In the entries that follow, find every line containing "outline" and copy it.

*** THE RECORDS ***

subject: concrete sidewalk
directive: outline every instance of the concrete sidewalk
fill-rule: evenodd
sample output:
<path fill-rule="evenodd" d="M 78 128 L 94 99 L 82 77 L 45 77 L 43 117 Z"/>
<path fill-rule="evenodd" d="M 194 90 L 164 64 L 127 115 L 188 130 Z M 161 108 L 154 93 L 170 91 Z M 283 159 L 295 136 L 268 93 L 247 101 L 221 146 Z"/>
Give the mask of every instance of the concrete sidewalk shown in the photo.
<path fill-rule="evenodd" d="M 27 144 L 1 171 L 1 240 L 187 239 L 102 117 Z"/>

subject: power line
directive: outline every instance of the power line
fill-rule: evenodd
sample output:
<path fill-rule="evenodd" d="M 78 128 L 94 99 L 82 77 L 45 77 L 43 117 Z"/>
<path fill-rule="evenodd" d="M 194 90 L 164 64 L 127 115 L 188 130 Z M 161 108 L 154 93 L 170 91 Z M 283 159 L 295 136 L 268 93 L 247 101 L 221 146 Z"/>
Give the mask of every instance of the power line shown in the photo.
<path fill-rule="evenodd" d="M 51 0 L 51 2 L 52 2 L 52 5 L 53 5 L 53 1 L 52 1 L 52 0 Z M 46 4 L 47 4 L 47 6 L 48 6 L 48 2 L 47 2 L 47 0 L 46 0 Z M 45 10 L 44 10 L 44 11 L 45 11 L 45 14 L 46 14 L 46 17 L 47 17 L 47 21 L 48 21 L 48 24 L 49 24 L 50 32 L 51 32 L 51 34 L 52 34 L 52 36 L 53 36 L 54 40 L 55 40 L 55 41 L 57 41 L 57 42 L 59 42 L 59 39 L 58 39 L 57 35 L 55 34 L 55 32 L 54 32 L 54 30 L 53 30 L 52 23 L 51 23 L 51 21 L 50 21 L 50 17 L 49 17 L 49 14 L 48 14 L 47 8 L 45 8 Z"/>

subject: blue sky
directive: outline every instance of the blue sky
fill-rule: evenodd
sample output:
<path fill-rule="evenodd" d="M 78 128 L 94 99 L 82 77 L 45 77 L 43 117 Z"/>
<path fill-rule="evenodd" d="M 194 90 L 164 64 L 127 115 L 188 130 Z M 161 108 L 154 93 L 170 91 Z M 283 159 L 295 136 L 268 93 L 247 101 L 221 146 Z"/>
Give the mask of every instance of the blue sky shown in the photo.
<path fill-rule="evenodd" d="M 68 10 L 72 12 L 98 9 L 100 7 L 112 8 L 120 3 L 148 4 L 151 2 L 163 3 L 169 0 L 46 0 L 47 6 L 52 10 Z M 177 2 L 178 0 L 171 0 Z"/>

***

* _FINAL ANSWER_
directive: outline every instance of the concrete sidewalk
directive: outline every instance of the power line
directive: outline every instance of the blue sky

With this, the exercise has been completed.